One of the great things about America is that it has 50 states that can set their own policy across a broad range of areas, including on public health and lockdowns. This has allowed some to resist the stampede to impose swingeing restrictions on normal life in the hope of limiting transmission of SARS-CoV-2, and this provides us with a valuable control group in the great lockdown experiment that can give us an idea what might have happened if we hadn’t made some intervention or other.
During the autumn and winter a new surge in Covid infections prompted most US states, like most Western countries, to reimpose restrictions. But a few resisted. Eleven states did not impose a stay-at-home order and left people at liberty to leave their homes whenever they wished. Of these, four – Florida, Georgia, South Carolina and South Dakota – did not impose any restrictions at all and treated it pretty much like any other winter.
In the chart above I have used data from Worldometer to plot the current total Covid deaths per million for each state. I have coloured the 11 states which did not lock down (i.e., impose a stay-at-home order) this winter in red. I have also calculated the average for the two groups of states, those which did not lock down over the winter and those which did, and coloured them in yellow.
As you can see, states which did not lock down over the winter, far from having many times more Covid deaths, have actually had fewer – 1,671 vs 1,736 deaths per million. There may be demographic or other reasons that some states have a higher or lower number of deaths than others so we shouldn’t read too much into the precise differences. But even so, if lockdowns are supposed to suppress the virus to low levels and thus prevent ‘hundreds of thousands’ of deaths (or the population equivalent), then how is this possible? The only conclusion is that lockdowns do not work as intended and do not suppress the virus.

**STORED DATA:**
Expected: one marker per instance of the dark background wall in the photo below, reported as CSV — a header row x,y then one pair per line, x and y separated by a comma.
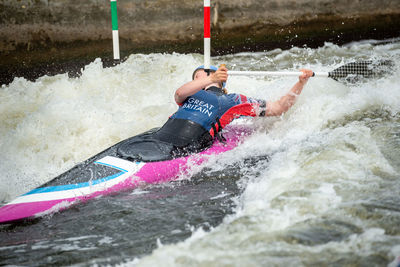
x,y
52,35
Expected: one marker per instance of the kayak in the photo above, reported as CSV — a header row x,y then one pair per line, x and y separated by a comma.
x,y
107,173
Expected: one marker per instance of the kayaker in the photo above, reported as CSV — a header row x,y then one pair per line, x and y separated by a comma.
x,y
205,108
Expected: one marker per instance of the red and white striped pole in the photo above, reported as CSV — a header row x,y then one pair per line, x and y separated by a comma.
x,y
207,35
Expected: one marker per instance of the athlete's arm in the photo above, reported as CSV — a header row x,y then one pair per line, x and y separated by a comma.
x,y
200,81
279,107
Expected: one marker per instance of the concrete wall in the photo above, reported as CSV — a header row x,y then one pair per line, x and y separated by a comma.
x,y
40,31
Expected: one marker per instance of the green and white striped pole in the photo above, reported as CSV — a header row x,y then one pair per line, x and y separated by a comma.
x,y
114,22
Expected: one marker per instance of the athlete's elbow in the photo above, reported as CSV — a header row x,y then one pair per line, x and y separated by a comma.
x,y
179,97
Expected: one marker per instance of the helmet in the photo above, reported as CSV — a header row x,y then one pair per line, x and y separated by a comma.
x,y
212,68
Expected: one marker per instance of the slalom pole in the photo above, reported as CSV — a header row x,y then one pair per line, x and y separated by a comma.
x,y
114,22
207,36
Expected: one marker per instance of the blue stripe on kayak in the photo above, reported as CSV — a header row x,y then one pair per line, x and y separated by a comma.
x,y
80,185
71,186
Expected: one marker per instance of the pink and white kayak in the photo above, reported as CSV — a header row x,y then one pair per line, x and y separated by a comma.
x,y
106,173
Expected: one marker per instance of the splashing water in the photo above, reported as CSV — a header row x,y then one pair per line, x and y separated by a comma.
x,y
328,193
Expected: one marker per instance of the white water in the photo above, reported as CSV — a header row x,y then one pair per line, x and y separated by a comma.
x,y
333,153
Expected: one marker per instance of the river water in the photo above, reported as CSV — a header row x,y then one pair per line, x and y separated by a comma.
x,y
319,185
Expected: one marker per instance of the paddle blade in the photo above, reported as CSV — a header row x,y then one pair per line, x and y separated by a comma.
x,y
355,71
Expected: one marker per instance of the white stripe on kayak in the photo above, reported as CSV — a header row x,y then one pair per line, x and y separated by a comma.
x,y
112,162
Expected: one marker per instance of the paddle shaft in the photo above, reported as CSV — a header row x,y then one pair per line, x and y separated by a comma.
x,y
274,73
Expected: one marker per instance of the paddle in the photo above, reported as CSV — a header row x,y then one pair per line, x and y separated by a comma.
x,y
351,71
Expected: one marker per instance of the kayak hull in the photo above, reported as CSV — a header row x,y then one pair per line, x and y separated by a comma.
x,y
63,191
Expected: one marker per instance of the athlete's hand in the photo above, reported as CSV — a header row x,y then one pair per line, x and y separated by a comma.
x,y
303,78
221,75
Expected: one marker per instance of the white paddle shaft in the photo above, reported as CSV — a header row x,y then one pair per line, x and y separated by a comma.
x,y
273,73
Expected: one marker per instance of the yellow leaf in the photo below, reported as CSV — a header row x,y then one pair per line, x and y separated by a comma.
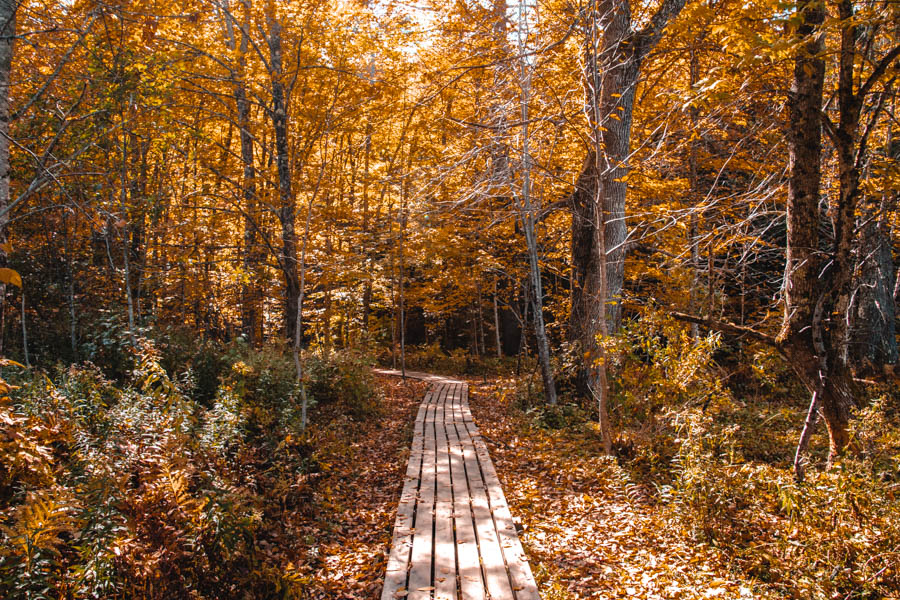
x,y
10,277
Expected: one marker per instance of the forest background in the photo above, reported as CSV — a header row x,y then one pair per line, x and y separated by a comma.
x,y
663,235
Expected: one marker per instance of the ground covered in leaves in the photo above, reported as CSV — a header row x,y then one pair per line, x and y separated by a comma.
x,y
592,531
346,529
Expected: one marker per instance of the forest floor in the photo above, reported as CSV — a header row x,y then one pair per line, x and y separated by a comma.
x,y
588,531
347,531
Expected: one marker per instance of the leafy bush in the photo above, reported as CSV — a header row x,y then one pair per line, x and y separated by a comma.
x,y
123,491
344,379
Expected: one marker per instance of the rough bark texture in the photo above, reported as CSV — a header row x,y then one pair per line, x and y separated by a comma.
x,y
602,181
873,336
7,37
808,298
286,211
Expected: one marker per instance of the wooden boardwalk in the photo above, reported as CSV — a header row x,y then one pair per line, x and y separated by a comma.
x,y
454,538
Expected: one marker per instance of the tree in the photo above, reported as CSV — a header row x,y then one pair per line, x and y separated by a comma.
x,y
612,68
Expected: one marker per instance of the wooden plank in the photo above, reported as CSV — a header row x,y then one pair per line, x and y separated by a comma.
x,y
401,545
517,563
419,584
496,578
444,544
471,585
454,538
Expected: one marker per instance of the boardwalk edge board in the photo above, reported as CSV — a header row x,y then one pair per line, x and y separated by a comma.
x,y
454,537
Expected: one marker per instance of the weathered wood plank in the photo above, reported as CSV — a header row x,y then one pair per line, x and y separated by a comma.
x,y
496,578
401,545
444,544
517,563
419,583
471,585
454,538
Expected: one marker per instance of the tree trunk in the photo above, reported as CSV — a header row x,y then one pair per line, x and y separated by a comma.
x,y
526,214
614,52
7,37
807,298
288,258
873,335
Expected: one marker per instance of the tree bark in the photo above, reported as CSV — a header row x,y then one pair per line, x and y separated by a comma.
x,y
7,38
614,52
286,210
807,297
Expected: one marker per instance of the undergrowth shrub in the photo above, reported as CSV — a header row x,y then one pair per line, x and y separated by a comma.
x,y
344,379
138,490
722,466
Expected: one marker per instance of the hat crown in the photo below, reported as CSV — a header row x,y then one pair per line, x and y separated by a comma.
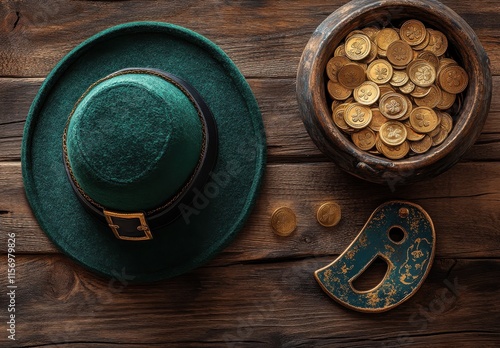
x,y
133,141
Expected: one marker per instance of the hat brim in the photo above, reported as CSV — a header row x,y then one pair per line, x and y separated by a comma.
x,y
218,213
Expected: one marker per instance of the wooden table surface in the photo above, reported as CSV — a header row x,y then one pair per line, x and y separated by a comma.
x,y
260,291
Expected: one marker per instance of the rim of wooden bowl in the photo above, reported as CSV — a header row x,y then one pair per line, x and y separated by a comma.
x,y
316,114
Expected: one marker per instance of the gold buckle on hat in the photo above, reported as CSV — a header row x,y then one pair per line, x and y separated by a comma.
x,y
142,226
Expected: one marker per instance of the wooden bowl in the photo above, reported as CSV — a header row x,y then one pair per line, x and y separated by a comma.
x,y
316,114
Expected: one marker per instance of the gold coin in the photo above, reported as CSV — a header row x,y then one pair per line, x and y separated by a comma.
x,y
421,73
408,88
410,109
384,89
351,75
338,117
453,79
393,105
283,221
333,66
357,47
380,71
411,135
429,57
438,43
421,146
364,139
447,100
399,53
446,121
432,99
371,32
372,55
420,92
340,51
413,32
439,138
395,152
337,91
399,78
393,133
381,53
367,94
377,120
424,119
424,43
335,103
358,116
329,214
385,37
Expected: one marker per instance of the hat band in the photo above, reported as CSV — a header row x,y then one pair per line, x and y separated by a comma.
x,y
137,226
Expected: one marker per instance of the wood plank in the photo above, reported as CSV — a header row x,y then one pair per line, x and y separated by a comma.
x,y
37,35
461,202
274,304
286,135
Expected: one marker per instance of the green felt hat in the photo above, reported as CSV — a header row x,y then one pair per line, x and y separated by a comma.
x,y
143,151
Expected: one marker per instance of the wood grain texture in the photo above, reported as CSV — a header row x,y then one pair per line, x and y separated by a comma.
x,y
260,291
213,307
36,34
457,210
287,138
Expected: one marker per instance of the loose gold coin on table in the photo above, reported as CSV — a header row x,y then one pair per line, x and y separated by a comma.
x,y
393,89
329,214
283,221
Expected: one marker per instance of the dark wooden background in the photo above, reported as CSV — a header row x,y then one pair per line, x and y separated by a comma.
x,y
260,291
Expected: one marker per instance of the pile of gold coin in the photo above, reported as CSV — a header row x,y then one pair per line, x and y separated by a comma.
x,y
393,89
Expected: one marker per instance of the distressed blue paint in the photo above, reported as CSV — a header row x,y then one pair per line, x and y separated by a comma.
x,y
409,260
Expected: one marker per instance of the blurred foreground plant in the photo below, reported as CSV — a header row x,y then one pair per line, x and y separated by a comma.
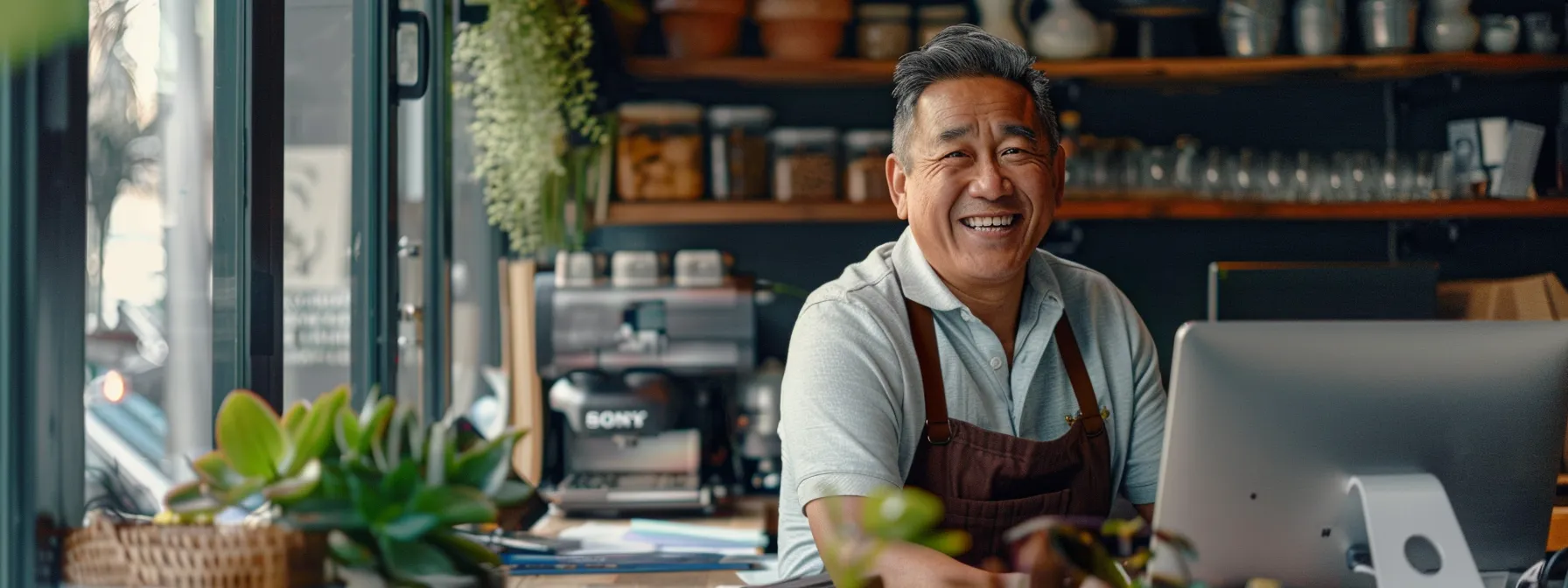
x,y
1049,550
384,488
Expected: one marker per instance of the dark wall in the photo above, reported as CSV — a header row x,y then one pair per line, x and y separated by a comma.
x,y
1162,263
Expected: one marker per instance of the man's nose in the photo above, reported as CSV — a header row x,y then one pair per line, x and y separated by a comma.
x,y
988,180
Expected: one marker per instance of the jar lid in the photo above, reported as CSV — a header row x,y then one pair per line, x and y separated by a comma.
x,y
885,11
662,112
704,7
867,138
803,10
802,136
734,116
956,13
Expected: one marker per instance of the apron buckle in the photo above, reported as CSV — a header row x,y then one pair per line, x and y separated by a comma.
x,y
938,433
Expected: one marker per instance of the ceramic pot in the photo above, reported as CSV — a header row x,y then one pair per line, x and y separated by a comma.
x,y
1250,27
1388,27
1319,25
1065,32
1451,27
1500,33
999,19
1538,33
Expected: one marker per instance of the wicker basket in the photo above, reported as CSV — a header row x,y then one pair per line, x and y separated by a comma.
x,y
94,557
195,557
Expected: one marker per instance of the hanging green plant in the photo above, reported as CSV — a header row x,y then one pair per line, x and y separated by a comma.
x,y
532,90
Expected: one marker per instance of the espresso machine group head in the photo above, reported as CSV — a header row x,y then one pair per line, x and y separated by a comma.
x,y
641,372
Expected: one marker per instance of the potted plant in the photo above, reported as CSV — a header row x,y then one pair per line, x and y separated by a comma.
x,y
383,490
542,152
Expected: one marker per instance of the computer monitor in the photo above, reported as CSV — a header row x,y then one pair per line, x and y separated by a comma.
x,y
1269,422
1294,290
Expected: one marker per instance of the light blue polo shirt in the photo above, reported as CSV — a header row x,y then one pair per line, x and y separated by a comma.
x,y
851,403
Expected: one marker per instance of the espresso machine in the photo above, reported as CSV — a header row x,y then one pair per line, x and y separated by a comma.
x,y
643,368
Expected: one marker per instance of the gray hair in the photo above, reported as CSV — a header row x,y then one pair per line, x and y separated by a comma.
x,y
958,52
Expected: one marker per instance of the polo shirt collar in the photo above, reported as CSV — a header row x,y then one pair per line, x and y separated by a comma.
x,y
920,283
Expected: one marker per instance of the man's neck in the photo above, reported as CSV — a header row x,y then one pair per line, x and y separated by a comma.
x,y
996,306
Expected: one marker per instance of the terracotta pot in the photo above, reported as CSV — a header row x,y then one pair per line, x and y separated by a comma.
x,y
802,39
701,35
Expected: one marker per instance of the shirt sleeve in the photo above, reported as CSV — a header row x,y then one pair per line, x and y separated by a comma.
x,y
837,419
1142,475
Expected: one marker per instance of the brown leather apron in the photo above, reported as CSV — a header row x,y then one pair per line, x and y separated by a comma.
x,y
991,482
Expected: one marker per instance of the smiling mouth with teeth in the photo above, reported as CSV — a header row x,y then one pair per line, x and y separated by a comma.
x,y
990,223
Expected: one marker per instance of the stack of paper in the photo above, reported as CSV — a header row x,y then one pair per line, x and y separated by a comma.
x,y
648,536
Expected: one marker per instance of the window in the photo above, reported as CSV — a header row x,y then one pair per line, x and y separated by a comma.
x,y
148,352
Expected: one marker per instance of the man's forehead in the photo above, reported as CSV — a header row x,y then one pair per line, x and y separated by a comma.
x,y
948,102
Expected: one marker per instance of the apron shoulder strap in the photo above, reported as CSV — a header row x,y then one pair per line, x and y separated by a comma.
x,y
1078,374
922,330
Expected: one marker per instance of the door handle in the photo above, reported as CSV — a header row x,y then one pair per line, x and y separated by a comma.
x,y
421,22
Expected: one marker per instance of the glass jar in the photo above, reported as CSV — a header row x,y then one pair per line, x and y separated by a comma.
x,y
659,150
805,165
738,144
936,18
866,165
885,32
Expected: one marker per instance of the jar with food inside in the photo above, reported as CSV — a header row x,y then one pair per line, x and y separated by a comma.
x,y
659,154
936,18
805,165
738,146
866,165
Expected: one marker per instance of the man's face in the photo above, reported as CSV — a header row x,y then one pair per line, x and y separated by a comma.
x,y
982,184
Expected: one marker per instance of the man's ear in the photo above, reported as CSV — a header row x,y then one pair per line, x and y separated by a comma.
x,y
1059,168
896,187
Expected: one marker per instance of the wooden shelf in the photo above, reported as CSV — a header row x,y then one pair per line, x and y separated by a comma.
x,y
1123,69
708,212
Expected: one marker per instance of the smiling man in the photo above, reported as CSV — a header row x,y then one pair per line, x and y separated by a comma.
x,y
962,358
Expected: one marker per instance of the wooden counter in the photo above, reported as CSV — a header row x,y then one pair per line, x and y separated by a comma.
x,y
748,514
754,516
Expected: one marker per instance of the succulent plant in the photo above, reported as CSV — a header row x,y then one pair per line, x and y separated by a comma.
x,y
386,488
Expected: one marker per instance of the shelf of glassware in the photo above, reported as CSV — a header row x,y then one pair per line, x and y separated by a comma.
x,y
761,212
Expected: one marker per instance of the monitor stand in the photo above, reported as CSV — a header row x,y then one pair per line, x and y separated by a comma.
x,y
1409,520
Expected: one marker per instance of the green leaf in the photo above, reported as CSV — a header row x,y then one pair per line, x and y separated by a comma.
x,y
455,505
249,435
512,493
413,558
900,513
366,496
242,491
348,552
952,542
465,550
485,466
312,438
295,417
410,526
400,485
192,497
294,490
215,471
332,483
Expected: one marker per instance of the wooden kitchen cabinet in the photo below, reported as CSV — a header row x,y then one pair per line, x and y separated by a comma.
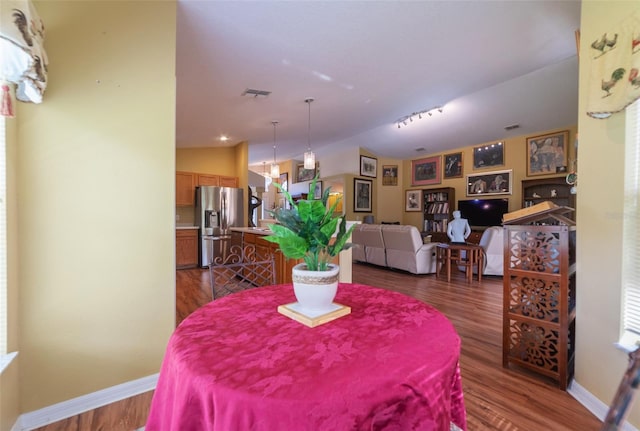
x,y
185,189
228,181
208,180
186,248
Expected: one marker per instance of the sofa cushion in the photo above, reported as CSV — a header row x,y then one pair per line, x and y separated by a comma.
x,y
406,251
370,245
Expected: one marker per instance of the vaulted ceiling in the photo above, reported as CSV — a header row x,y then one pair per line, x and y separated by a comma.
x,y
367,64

**TASK REQUIREMENTS:** In the text on winter lockdowns in US states, rewrite the stretch from "During the autumn" through "them in yellow." so that "stay-at-home order" becomes "shelter-in-place order".

**RESPONSE AREA:**
During the autumn and winter a new surge in Covid infections prompted most US states, like most Western countries, to reimpose restrictions. But a few resisted. Eleven states did not impose a shelter-in-place order and left people at liberty to leave their homes whenever they wished. Of these, four – Florida, Georgia, South Carolina and South Dakota – did not impose any restrictions at all and treated it pretty much like any other winter.
In the chart above I have used data from Worldometer to plot the current total Covid deaths per million for each state. I have coloured the 11 states which did not lock down (i.e., impose a shelter-in-place order) this winter in red. I have also calculated the average for the two groups of states, those which did not lock down over the winter and those which did, and coloured them in yellow.